Bounding box annotation entries:
========================
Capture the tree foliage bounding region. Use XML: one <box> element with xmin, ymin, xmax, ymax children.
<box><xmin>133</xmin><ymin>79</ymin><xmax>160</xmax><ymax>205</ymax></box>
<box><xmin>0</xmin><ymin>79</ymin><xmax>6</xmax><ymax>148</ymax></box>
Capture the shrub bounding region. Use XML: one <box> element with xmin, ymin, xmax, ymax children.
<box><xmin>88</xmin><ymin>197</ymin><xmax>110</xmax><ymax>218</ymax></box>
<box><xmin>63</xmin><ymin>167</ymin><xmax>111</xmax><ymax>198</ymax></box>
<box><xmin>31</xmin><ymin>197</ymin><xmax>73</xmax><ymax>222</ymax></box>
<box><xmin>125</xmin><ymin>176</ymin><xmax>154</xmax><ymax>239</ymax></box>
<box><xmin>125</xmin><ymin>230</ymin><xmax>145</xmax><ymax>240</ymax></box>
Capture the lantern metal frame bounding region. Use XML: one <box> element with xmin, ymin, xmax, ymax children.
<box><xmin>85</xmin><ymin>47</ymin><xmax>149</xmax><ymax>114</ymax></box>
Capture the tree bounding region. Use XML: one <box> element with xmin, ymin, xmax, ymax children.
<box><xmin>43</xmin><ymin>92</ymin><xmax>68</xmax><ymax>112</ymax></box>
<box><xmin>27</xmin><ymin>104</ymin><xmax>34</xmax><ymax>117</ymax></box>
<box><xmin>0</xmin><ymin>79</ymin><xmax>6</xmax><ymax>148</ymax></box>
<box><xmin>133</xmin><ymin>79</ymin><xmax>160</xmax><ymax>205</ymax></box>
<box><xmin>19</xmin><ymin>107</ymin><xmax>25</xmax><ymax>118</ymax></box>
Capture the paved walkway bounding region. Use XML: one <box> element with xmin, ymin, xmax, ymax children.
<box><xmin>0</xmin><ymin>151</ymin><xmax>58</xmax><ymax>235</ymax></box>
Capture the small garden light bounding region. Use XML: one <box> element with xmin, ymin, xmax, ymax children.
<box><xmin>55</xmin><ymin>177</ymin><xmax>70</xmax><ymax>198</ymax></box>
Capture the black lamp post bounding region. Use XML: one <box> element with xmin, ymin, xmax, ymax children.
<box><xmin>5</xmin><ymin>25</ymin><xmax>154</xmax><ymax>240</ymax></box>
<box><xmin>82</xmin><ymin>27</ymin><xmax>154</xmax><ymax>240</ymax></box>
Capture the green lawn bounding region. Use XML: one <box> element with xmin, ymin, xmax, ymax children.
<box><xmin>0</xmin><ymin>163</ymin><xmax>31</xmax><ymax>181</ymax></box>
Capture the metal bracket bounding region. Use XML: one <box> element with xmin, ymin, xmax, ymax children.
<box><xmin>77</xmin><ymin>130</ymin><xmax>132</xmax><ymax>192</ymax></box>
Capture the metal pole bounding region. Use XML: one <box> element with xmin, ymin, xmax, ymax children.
========================
- Instructions to follow
Please list every line in the material above that contains the word "metal", copying each such line in full.

- Written response
Capture the lantern metal frame bounding region. Use XML: one <box> element with xmin, ymin, xmax, ymax children.
Capture the metal bracket bounding region. Use XML: one <box> element with xmin, ymin, xmax, ymax children.
Capture the metal pole bounding region. Use XML: one <box> element with xmin, ymin, xmax, ymax children.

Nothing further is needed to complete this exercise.